**Task**. Convert every line of the rows below into a numbered list, skipping any blank lines.

Named-object pointing rows
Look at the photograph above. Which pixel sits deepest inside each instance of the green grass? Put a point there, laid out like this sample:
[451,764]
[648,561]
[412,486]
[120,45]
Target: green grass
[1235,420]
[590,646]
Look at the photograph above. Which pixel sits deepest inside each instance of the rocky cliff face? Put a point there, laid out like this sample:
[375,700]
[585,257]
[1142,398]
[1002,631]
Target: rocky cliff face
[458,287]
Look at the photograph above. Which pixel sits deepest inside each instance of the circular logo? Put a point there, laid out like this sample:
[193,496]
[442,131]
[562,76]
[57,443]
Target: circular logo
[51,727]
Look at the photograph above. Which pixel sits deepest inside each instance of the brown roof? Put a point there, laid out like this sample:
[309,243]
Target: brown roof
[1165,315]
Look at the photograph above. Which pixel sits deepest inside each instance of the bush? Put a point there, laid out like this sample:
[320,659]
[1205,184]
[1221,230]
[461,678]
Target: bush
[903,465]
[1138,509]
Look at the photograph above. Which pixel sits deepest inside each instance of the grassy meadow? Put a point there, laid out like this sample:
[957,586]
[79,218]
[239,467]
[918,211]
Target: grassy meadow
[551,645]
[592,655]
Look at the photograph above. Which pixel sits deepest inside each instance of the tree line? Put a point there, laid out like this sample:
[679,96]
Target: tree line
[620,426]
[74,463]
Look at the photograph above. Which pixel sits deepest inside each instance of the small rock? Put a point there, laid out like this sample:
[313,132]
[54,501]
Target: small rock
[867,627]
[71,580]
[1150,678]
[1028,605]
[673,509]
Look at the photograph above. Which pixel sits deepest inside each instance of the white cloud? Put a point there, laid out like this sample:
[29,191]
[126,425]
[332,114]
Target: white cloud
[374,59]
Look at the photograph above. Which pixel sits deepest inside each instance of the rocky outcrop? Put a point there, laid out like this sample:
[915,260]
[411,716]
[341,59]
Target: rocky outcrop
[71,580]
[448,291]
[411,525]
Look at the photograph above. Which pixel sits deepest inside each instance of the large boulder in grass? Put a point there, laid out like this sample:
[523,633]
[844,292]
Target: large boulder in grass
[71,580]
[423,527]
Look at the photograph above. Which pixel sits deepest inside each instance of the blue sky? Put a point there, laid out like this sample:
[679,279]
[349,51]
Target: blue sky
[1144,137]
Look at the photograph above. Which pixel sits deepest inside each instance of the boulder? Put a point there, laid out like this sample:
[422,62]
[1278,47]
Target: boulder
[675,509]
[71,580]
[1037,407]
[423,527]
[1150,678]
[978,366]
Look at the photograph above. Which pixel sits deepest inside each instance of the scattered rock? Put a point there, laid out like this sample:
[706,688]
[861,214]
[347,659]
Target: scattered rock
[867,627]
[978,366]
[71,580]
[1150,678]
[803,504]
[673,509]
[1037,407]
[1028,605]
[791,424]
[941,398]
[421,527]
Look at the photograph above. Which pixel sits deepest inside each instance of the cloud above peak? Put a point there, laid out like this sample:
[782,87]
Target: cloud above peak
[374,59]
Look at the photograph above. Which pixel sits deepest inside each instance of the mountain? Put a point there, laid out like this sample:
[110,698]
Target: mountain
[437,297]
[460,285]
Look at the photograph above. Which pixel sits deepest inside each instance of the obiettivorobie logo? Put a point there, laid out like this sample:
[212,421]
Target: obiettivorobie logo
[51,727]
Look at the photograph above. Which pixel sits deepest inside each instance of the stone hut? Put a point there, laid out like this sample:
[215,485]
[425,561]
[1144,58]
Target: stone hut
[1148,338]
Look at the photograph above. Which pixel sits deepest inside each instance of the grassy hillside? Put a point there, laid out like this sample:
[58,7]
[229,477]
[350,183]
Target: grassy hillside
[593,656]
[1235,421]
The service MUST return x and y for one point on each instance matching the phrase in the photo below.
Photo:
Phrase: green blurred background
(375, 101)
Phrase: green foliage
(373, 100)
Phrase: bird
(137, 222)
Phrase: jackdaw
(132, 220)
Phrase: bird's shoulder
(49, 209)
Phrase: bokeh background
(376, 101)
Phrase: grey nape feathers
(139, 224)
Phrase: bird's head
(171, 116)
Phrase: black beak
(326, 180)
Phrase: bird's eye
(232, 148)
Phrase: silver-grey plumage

**Complete output**.
1. Look at the photograph above. Which pixel sits deepest inside each instance of the green grass? Put a point there, laid out like this sample:
2. [451,764]
3. [648,561]
4. [412,486]
5. [120,45]
6. Target: green grass
7. [1235,420]
8. [590,646]
9. Look at the photograph above. Which pixel sits deepest inside each instance of the rocky cliff face? Put a point there, laid out like this sample:
10. [375,700]
11. [585,257]
12. [1142,398]
13. [1002,631]
14. Target: rocky cliff face
15. [458,287]
16. Look at the photograph above. Which pixel sits deepest inside each instance of the circular logo? Put a point there, laid out like this sample:
17. [193,496]
18. [442,131]
19. [562,76]
20. [57,443]
21. Target: circular logo
22. [51,727]
23. Look at the photograph above. Which pixel sits deepest inside each instance of the brown roof? Put a point there, laid out like this sample:
24. [309,243]
25. Target: brown roof
26. [1165,315]
27. Look at the photograph above. Which pixel sits deepest inside each instance of the bush? Put a point there, laid out like this sample:
28. [320,659]
29. [1205,184]
30. [1221,230]
31. [461,678]
32. Target: bush
33. [903,465]
34. [1138,509]
35. Look at the photograph above. Which pixel sits deepest inside each instance of the grassy meadow? Put a point there, laid out like this sample:
36. [957,586]
37. [79,218]
38. [239,467]
39. [918,211]
40. Target: grassy meadow
41. [551,645]
42. [592,655]
43. Look at the photograph above. Which pixel sits deepest inside each instance of the tree line? Put a point there, laid out like this sample:
44. [679,96]
45. Target: tree line
46. [620,426]
47. [74,463]
48. Look at the photograph above. Which pixel sits deepest inside each instance of the small rock? Put a point there, laid out like this sample:
49. [313,132]
50. [54,501]
51. Target: small rock
52. [867,627]
53. [71,580]
54. [1150,678]
55. [1028,605]
56. [673,509]
57. Look at the photograph above. Which pixel sits deepest inside each instance of the white cloud? Put a point there, laid out like this sample:
58. [29,191]
59. [126,425]
60. [332,114]
61. Target: white cloud
62. [374,59]
63. Look at the photograph above. Which pixel sits deepest inside each instance of the rocky outcrop? Put a point there, laid out like this sample:
64. [915,260]
65. [411,716]
66. [341,59]
67. Target: rocky outcrop
68. [71,580]
69. [448,291]
70. [411,525]
71. Look at the photograph above. Which pixel sits deepest inside each instance of the large boulder in grass? Put a point there, laid out like this sample:
72. [523,633]
73. [844,292]
74. Target: large boulder in grass
75. [71,580]
76. [423,527]
77. Look at the photograph above. Which pixel sits deepest inside each instance of the blue sky? Put a point there, laid out like this sample:
78. [679,279]
79. [349,51]
80. Target: blue sky
81. [1144,137]
82. Look at the photograph above. Which pixel sits deepest inside each instance of the boulder? Put a point there, laid out like this sample:
83. [422,62]
84. [1278,47]
85. Target: boulder
86. [675,509]
87. [71,580]
88. [1037,407]
89. [423,527]
90. [1150,678]
91. [978,366]
92. Look at the photograph above. Which pixel sits deepest inside each instance of the scattered rock? Put a point there, laid out like this sample:
93. [706,688]
94. [861,214]
95. [347,659]
96. Target: scattered rock
97. [867,627]
98. [978,366]
99. [71,580]
100. [1150,678]
101. [803,504]
102. [673,509]
103. [1037,407]
104. [1028,605]
105. [791,424]
106. [941,398]
107. [421,527]
108. Look at the photograph above. Which pixel sits deepest inside each instance of the cloud above peak? Put a point there, laid out like this sample:
109. [782,87]
110. Target: cloud above peak
111. [374,59]
112. Look at the photograph above. Which pixel sits deepest inside each instance of the mountain? Put a point there, laid out like this sample:
113. [110,698]
114. Target: mountain
115. [437,297]
116. [460,285]
117. Look at the photograph above. Which pixel sits deepest inside each instance of the obiettivorobie logo? Put a point there, laid out like this sample:
118. [212,421]
119. Target: obiettivorobie logo
120. [51,727]
121. Look at the photograph above. Which pixel sits deepest inside each instance of the stone hut? Put a point there, laid out like this sample:
122. [215,485]
123. [425,561]
124. [1144,58]
125. Target: stone hut
126. [1148,338]
127. Look at the photograph above. Which pixel sits deepest inside each instance of the grassy hillside? Put a point there, laid out like this sample:
128. [58,7]
129. [229,477]
130. [350,183]
131. Target: grassy hillside
132. [593,656]
133. [1235,421]
134. The service MUST return x and y for one point on each instance matching the phrase in the photo below.
135. Photo:
136. Phrase: green blurred background
137. (375, 101)
138. Phrase: green foliage
139. (373, 100)
140. Phrase: bird
141. (137, 222)
142. Phrase: jackdaw
143. (132, 220)
144. Phrase: bird's shoulder
145. (49, 209)
146. Phrase: bokeh background
147. (376, 101)
148. Phrase: grey nape feathers
149. (139, 224)
150. Phrase: bird's head
151. (171, 116)
152. Phrase: black beak
153. (326, 180)
154. Phrase: bird's eye
155. (232, 148)
156. Phrase: silver-grey plumage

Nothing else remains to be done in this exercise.